» **PROBLEM TO WORK ON**:
Read the listing below and copy out each line where the word "MUST" occurs.

BEGIN

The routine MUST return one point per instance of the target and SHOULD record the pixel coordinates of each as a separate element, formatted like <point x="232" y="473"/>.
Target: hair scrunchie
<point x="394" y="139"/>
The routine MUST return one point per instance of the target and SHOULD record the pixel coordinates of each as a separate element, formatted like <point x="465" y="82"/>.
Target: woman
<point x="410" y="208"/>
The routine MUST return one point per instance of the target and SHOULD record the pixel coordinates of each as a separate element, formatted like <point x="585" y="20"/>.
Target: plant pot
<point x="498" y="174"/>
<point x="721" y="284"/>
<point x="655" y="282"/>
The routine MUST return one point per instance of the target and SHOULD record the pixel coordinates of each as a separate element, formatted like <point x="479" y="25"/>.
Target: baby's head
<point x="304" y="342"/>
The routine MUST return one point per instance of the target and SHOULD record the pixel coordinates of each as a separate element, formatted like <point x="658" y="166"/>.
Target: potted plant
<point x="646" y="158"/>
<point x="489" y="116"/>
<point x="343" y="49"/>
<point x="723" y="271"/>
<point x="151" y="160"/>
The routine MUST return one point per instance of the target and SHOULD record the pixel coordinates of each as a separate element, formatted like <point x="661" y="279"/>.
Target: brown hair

END

» **TASK SOLUTION**:
The routine MUST return one point per instance of the target and SHOULD record the pixel coordinates of each as a separate element, formatted like <point x="232" y="473"/>.
The routine MUST return one point per instance of the target and SHOULD record the pixel coordinates of each as a separate element, formatted like <point x="465" y="82"/>.
The routine MUST return one point per instance of the target and SHOULD record the pixel coordinates of each as a separate element, formatted like <point x="585" y="20"/>.
The routine MUST return one point per instance of the target and SHOULD record the pixel coordinates of each as a separate element, formatted like <point x="479" y="25"/>.
The routine MUST return one point per instance of the target and SHOULD record the pixel coordinates of each as a separate element, formatted like <point x="658" y="166"/>.
The routine MUST return one point per instance of the target and SHOULD record the pixel coordinates of each as a separate element, formatted like <point x="661" y="279"/>.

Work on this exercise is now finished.